== Task statement ==
Turn every line of the data below into a numbered list, skipping any blank lines. Leave the pictures out of your answer.

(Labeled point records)
** START **

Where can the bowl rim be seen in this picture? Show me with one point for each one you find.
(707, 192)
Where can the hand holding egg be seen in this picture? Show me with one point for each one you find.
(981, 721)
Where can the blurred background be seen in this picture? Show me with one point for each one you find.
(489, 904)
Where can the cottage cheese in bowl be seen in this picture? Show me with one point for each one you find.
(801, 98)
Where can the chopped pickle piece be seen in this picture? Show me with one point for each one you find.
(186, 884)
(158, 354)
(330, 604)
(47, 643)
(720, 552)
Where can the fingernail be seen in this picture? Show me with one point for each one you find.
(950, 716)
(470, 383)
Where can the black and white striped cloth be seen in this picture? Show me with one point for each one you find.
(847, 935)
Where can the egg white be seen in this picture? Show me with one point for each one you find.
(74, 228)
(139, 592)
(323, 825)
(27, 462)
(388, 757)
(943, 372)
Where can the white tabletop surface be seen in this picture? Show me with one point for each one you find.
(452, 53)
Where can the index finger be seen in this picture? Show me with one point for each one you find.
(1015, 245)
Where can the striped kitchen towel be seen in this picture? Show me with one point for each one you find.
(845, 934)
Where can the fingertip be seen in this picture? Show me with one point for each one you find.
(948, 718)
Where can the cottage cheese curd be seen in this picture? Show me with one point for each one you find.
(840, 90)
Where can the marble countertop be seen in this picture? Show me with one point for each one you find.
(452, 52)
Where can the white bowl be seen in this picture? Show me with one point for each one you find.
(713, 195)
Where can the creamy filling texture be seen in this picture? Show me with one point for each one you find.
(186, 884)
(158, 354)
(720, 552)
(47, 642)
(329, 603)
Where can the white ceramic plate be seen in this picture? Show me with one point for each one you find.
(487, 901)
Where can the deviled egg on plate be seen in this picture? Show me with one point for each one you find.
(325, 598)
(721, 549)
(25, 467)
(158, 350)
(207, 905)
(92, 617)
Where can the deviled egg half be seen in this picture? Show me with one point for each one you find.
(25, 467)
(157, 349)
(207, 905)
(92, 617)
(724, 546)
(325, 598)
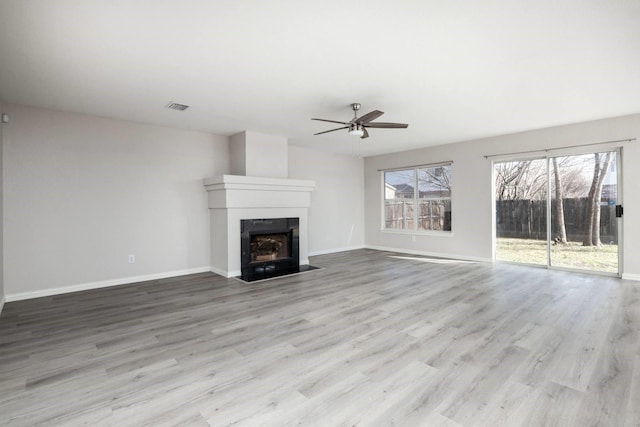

** END **

== Final result ==
1. Where can the bowl rim be seen in this picture? Show me with one point for each one you find.
2. (707, 192)
3. Where can the hand holding egg be seen in this picture? Show me with one point for each one you find.
4. (981, 721)
5. Where can the blurred background be seen in this picture? Show me with one point for each one you find.
6. (489, 904)
7. Where can the cottage cheese in bowl be seen in this picture? Show me with one point for each one you find.
8. (801, 98)
9. Where can the chopped pickle piece be seen in this picture? Show me with one point for each one you find.
10. (186, 884)
11. (158, 354)
12. (330, 604)
13. (47, 643)
14. (720, 552)
15. Where can the fingernail be seen in this picture? Show me with one point for each one you find.
16. (950, 716)
17. (470, 383)
18. Where can the black and white striped cloth be seen in this picture? Show me with one point for each one you find.
19. (847, 935)
20. Where can the egg white be seen in this picture? Show me with one point for each one you find.
21. (74, 228)
22. (139, 592)
23. (323, 825)
24. (27, 462)
25. (388, 757)
26. (943, 372)
27. Where can the white tabletop surface be seen in this picture? Show me with one point for each one you find.
28. (452, 53)
29. Where can the index finger be seen in this picture? Show me with one point for each one you find.
30. (1015, 245)
31. Where can the striped kitchen towel be seen in this picture? Show me with one point for each one you find.
32. (845, 934)
33. Where can the fingertip be seen in this picture? Show me with one point for each one you find.
34. (948, 718)
35. Where can the cottage cheese curd be seen in this picture? Show me with one point for each one you find.
36. (840, 90)
37. Where can the marble countertop be seen in this picture? Show me with one point for each one you find.
38. (452, 52)
39. Where can the white bowl be seen in this picture? Show me with one point for each one you find.
40. (713, 195)
41. Where can the creamy filling texture be seen in this picture? Show me with one point for each one you find.
42. (186, 884)
43. (158, 354)
44. (720, 552)
45. (47, 642)
46. (329, 603)
47. Where can the white ceramic plate be seen in this picture? Show me with one point for each one you find.
48. (487, 901)
49. Where can the deviled egg on plate be seen in this picture? Show me with one point for each one you find.
50. (325, 598)
51. (721, 549)
52. (25, 467)
53. (158, 350)
54. (207, 905)
55. (92, 617)
56. Where can the deviled egg half be seen in this picture? Show me with one point for each one you find.
57. (25, 467)
58. (157, 349)
59. (207, 905)
60. (92, 617)
61. (724, 546)
62. (325, 598)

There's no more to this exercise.